STATED PROBLEM A: Copy the passage on shooting fewer frames from "It is a very" up to and including "the portrait of.".

TEXT TO READ:
How many frames do you take per shoot? One? Two? Fifty? Back in the days, film and developing was expensive so there was a price to each click. In today’s world clicks are cheap and a single frame no longer costs any money. This is why it is refreshing to see this tip coming from Hasselblad master Roman Jehanno.
It is a very simple advice: “shooting fewer frames will make you a better photographer“.
Roman says that the amount of pictures taken is counterproductive.
The post over InMyBag gives some very strong rational as to why taking more photos of a single scene has negative impact on the final outcome (at least for some types of photography):
The two ideas I identified with most has to do with how we invest out time:
… So spend more time talking (and by that I mean listening) with the person you want to make the portrait of.
This will achieve a number of things, all of which will help you get much more from your subject:
- You’ll make them relax and forget about the photographic act.
- You’ll learn more about the subject, gain their trust and respect.
- Your subject will feel invested and want to help you make a special picture.
- If you invest time to get to know them, you’ll end the photo shoot enhanced with the feeling of a shared moment.

DATA FOR THE TASK:
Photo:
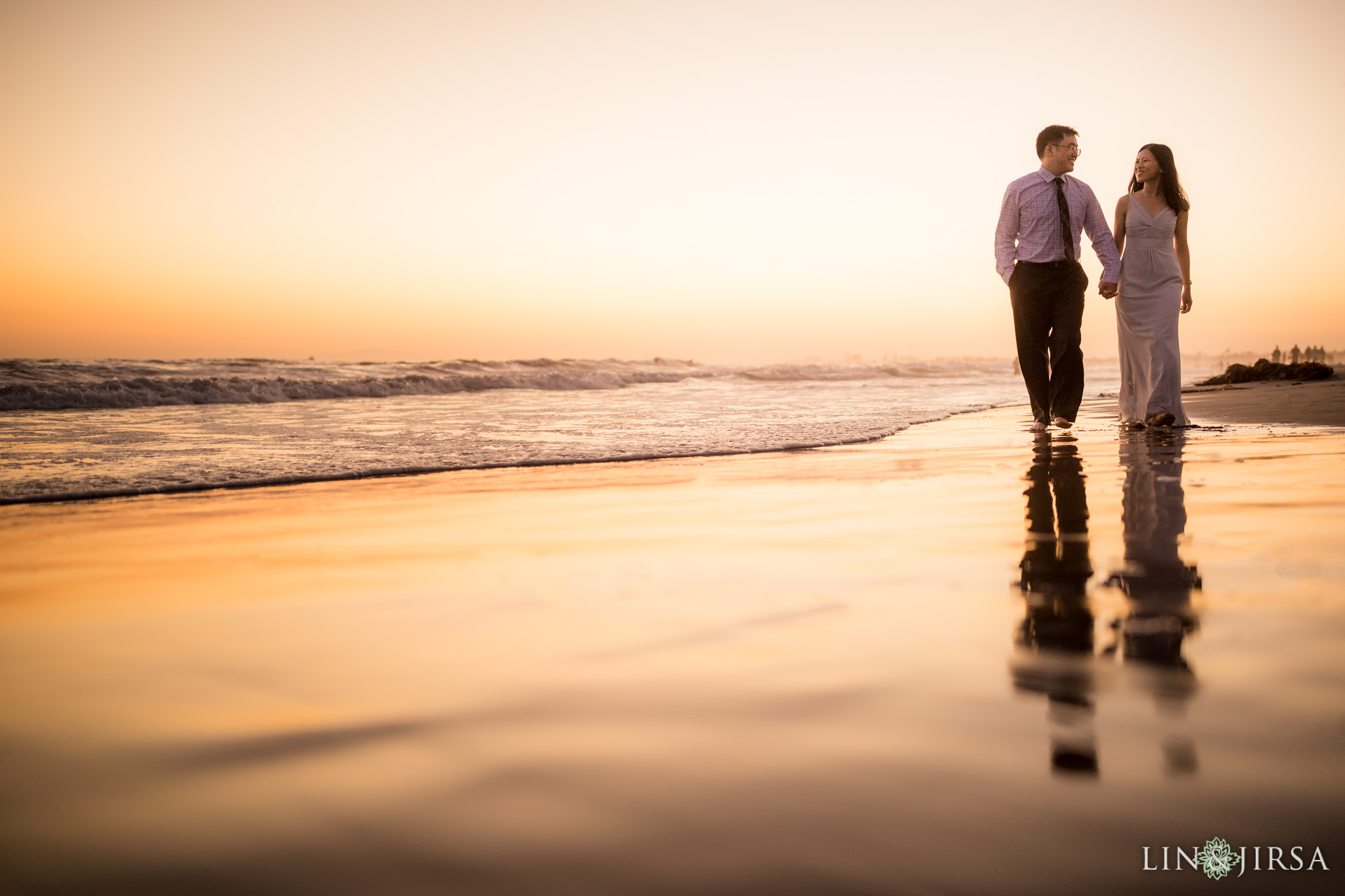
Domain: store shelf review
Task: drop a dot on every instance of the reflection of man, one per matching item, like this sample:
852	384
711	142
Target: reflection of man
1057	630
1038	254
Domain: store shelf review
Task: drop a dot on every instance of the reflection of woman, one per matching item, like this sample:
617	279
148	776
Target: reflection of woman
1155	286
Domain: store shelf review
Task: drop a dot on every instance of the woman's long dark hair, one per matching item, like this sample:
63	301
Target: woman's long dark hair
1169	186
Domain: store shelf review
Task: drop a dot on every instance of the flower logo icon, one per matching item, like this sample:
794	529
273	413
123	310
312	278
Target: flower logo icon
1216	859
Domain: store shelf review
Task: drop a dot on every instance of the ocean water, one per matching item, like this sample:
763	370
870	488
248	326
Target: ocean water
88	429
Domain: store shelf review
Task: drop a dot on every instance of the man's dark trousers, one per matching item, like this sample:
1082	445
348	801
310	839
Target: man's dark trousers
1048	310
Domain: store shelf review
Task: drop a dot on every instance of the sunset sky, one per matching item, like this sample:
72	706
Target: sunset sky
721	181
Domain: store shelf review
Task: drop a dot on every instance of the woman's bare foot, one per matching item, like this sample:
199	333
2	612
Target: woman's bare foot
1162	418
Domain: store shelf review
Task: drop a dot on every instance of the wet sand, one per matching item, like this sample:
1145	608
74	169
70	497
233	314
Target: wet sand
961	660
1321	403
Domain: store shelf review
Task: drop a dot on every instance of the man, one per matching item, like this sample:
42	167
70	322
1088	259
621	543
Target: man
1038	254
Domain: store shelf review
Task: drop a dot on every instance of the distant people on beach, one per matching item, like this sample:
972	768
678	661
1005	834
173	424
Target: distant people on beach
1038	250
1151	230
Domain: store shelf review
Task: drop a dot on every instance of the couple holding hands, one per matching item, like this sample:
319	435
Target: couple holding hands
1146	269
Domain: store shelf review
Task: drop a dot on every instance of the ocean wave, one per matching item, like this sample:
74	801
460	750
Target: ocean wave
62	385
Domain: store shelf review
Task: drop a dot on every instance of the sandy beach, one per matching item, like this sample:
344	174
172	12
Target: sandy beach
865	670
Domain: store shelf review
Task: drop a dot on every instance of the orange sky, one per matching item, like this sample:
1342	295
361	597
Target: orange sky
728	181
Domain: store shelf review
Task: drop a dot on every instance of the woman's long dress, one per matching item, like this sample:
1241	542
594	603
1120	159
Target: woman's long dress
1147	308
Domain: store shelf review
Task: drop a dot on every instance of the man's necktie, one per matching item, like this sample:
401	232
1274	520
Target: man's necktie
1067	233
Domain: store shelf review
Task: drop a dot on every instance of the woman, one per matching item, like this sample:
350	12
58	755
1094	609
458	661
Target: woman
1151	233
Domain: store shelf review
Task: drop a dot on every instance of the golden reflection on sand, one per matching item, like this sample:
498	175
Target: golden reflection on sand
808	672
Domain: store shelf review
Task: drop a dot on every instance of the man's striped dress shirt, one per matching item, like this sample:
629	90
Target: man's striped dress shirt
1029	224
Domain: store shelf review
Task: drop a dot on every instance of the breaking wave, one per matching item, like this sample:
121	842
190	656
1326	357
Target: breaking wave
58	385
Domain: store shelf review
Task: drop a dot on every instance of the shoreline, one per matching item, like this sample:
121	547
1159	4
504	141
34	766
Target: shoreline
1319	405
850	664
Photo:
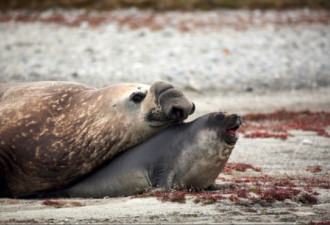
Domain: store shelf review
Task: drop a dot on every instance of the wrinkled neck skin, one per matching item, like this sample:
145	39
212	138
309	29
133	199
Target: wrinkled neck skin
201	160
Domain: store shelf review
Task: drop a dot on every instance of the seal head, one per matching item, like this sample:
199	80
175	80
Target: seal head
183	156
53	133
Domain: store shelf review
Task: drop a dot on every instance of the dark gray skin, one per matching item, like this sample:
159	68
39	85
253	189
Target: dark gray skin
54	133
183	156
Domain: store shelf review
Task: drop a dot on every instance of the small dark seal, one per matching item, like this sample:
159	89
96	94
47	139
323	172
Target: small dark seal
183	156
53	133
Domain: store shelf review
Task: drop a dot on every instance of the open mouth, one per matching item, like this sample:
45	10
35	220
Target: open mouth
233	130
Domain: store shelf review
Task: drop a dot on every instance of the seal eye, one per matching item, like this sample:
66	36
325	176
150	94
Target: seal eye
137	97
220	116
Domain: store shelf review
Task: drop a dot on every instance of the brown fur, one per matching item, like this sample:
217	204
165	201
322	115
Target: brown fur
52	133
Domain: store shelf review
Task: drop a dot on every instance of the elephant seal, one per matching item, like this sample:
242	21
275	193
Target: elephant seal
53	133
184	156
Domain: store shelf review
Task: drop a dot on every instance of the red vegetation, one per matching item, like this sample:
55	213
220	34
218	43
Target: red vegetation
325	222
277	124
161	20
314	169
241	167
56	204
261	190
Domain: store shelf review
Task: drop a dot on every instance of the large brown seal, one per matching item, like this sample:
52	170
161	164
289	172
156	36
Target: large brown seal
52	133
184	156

STATED PROBLEM B: Extract each line of the records that contains the word "foot".

REPLY A:
It is a very simple advice: “shooting fewer frames will make you a better photographer“.
Roman says that the amount of pictures taken is counterproductive.
The post over InMyBag gives some very strong rational as to why taking more photos of a single scene has negative impact on the final outcome (at least for some types of photography):
The two ideas I identified with most has to do with how we invest out time:
… So spend more time talking (and by that I mean listening) with the person you want to make the portrait of.

REPLY B:
Task: drop a dot on every instance of the woman's bare foot, one per matching item, like this sample:
Target: woman's bare foot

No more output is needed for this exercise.